# start of Dataset extract

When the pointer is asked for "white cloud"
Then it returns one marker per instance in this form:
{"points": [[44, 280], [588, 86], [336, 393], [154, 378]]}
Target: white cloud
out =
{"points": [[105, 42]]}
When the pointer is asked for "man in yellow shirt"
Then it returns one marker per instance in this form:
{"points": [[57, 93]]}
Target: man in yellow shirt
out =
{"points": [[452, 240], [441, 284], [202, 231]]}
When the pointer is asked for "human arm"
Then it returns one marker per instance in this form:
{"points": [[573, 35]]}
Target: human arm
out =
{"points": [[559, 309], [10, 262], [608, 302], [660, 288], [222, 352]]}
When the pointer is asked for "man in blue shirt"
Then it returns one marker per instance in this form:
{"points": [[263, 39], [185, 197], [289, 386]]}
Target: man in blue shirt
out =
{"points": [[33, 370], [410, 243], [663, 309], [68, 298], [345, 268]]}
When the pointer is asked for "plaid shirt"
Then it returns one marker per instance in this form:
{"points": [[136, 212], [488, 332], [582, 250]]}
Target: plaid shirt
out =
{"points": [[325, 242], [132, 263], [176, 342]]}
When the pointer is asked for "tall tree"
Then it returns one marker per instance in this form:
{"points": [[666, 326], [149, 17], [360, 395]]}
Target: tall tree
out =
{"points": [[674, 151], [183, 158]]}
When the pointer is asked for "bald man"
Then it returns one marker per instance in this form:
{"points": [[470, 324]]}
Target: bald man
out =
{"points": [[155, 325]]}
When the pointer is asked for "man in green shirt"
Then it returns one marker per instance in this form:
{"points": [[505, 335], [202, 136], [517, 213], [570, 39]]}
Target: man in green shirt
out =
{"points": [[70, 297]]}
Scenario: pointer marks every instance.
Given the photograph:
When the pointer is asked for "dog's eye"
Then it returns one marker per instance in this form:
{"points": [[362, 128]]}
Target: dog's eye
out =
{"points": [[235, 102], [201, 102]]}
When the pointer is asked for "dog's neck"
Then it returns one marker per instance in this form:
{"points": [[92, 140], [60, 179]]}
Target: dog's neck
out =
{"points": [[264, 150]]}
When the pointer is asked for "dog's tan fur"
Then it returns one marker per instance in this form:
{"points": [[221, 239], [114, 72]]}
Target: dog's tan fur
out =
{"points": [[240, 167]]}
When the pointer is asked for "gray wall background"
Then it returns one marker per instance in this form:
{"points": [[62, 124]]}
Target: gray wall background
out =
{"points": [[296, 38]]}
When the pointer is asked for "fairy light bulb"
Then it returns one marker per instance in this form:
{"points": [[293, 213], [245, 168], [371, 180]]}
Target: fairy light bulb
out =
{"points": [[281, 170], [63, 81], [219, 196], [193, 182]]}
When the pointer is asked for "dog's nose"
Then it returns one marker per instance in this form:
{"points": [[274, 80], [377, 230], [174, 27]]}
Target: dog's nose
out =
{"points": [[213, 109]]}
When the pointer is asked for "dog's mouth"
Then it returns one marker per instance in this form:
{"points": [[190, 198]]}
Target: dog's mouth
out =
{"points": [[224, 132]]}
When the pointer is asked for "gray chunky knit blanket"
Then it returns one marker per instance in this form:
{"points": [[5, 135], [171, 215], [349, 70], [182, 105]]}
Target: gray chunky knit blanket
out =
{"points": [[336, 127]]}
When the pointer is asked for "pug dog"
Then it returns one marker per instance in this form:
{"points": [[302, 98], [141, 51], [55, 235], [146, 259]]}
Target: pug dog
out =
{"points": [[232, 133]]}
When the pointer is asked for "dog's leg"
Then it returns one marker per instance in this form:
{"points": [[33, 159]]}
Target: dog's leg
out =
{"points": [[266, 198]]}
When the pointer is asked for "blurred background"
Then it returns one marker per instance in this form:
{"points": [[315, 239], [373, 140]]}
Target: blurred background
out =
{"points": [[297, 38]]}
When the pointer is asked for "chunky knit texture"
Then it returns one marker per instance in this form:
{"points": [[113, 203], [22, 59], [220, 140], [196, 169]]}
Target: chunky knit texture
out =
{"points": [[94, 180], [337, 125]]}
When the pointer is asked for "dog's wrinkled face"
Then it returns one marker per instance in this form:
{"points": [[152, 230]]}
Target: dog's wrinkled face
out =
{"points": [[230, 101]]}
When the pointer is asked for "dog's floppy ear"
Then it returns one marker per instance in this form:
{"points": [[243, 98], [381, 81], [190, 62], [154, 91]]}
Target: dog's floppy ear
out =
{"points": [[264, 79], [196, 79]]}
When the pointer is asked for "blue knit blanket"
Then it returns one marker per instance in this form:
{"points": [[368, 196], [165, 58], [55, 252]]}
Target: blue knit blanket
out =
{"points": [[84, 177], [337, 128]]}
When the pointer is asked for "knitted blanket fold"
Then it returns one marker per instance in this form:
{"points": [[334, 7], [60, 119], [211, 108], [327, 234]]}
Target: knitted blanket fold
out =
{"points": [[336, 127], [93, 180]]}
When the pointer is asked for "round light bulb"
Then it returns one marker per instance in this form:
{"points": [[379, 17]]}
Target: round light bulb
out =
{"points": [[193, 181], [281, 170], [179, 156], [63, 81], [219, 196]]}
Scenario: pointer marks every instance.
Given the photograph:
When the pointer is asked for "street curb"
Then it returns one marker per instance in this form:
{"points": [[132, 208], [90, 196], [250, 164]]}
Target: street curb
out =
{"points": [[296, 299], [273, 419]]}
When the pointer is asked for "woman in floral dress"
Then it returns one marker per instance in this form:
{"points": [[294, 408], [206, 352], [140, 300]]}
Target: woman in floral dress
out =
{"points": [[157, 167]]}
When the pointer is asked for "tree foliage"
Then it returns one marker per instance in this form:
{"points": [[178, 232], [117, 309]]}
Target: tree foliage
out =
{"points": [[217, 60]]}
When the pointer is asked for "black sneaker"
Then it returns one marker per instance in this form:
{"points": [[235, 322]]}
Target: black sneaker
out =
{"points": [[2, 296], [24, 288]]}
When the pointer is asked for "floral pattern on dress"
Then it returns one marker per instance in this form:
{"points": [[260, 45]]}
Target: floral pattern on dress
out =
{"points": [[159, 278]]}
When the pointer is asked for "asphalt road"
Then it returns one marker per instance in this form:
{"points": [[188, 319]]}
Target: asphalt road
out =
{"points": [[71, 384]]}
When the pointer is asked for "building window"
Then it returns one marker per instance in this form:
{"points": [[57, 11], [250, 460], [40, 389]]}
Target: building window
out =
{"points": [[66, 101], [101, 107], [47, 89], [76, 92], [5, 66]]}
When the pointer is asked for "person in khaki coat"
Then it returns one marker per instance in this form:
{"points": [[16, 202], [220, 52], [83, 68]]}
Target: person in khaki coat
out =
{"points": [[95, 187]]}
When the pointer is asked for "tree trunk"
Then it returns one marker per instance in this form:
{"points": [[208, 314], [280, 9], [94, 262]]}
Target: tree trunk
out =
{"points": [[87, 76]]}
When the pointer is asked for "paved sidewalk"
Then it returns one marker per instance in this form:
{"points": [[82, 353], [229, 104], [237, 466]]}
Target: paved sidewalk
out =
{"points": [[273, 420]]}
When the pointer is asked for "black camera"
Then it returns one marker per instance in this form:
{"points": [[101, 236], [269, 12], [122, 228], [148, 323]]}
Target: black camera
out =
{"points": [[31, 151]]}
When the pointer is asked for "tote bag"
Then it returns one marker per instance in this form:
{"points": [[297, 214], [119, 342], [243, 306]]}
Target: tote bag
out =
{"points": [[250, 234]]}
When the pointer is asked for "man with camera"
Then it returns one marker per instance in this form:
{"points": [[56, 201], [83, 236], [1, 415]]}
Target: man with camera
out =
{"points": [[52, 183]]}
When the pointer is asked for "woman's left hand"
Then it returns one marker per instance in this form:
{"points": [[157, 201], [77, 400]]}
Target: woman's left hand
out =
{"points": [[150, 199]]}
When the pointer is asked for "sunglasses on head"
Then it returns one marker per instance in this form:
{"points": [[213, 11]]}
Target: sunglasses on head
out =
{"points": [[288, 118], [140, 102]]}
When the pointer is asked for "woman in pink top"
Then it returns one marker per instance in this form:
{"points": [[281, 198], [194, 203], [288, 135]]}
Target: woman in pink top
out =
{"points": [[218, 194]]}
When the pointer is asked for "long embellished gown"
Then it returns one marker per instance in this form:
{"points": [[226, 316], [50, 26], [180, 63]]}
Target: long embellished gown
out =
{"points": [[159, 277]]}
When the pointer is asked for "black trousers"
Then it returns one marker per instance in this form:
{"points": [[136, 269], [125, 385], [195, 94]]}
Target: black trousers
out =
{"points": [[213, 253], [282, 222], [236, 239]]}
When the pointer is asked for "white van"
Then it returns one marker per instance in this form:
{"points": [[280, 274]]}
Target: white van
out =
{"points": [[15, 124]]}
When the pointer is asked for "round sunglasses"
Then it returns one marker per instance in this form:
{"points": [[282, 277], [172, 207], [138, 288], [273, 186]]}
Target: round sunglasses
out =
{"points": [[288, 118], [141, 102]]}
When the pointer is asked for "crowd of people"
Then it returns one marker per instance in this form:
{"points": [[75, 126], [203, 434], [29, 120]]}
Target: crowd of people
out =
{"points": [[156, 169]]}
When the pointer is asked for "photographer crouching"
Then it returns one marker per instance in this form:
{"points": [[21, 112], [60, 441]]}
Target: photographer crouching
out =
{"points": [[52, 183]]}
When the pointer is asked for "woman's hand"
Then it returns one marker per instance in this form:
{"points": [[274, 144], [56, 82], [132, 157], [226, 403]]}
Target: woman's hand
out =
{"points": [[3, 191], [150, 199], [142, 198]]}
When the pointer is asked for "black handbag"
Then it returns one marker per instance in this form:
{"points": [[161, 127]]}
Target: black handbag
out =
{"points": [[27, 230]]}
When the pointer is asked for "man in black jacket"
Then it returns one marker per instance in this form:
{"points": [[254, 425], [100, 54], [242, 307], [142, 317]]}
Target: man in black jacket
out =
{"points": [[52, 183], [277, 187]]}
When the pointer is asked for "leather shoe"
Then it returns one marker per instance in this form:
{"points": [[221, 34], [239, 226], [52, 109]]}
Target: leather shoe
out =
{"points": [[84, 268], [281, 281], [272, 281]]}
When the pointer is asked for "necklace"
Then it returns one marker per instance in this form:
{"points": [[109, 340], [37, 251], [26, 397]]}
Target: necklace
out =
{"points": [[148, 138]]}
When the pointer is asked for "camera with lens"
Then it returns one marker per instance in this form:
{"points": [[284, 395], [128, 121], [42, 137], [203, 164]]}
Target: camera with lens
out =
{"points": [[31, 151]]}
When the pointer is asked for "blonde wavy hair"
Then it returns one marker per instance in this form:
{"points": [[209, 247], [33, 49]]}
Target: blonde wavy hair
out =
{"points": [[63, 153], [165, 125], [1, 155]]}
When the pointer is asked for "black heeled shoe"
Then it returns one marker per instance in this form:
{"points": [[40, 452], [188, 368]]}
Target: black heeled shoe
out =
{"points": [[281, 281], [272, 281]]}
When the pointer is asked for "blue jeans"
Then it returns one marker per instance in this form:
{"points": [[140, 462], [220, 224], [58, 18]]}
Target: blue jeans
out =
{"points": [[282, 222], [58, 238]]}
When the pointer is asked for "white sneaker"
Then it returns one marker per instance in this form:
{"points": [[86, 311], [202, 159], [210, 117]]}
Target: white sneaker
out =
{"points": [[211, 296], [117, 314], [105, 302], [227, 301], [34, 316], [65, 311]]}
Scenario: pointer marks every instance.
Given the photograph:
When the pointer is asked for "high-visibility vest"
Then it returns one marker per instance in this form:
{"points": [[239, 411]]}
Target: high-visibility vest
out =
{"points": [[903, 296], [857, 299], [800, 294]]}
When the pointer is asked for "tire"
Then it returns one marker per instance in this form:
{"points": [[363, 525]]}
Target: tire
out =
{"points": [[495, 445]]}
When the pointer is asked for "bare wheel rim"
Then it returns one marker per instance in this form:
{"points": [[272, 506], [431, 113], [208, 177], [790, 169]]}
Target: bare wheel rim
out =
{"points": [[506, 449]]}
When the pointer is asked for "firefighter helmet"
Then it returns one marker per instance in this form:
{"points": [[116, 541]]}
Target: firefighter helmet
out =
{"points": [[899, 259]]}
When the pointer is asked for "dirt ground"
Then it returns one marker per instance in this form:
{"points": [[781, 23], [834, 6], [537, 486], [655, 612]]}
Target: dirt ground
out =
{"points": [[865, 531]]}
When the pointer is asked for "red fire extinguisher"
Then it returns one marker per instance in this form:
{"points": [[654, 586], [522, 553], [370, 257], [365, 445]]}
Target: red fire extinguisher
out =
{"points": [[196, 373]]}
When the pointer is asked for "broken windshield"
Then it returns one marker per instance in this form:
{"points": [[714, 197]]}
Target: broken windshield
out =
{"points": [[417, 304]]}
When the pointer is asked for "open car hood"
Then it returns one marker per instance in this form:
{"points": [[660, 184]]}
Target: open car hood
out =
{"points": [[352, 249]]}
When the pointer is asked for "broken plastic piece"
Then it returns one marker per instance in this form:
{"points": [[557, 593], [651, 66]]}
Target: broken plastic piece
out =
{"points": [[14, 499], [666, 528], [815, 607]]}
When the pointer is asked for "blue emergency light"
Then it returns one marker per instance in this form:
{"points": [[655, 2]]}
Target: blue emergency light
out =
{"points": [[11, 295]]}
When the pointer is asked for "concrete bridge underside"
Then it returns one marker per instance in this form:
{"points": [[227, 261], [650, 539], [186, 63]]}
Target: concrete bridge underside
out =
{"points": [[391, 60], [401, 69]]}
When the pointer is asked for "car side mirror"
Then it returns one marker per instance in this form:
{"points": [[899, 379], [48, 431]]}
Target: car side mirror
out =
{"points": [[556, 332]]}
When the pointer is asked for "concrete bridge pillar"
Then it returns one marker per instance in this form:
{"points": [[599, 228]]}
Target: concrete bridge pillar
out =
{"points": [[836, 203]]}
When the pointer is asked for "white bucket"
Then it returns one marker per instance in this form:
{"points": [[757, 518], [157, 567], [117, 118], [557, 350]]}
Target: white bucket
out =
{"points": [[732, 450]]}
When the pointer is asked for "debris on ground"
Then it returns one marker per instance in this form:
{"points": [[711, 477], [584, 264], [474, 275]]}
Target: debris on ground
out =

# end of Dataset extract

Directive: Show each line in the entries above that contains the word "asphalt". Case counts.

Answer for this exercise:
When the pointer is asked for "asphalt road"
Target: asphalt road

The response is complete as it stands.